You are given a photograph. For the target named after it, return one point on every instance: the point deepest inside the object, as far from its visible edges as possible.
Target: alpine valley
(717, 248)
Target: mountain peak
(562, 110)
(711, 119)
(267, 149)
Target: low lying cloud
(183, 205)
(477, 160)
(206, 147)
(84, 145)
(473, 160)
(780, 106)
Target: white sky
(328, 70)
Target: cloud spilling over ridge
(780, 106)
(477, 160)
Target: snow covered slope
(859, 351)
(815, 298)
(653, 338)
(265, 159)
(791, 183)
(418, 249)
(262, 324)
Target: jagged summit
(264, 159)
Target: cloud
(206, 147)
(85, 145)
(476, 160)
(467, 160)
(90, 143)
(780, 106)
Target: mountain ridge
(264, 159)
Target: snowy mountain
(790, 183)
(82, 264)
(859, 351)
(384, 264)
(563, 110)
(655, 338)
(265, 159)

---

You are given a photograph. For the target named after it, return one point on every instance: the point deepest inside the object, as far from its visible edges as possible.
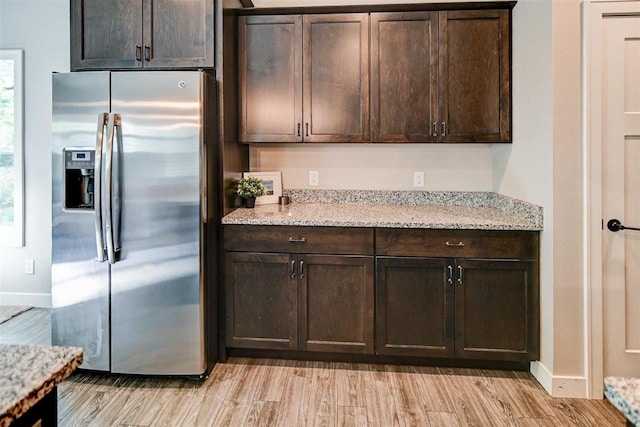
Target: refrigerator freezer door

...

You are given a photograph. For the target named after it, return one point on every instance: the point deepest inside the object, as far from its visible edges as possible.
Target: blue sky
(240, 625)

_EXERCISE TASK_
How many lines in the rows above contain the word "cloud"? Reply with the number alone.

_THE SOLUTION_
3